======== DATA FOR THE TASK ========

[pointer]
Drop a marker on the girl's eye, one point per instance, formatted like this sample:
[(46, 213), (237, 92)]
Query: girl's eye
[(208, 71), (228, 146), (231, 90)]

========

REQUIRED WORK
Arrange every line of the records above as a JSON list of strings, one string per line, skipping any blank lines.

FINAL ANSWER
[
  "[pointer]",
  "Drop a marker on the girl's eye, one point per instance, formatted like this sample:",
  "[(46, 213), (237, 92)]",
  "Query: girl's eye",
  "[(208, 71), (228, 146), (231, 90)]"
]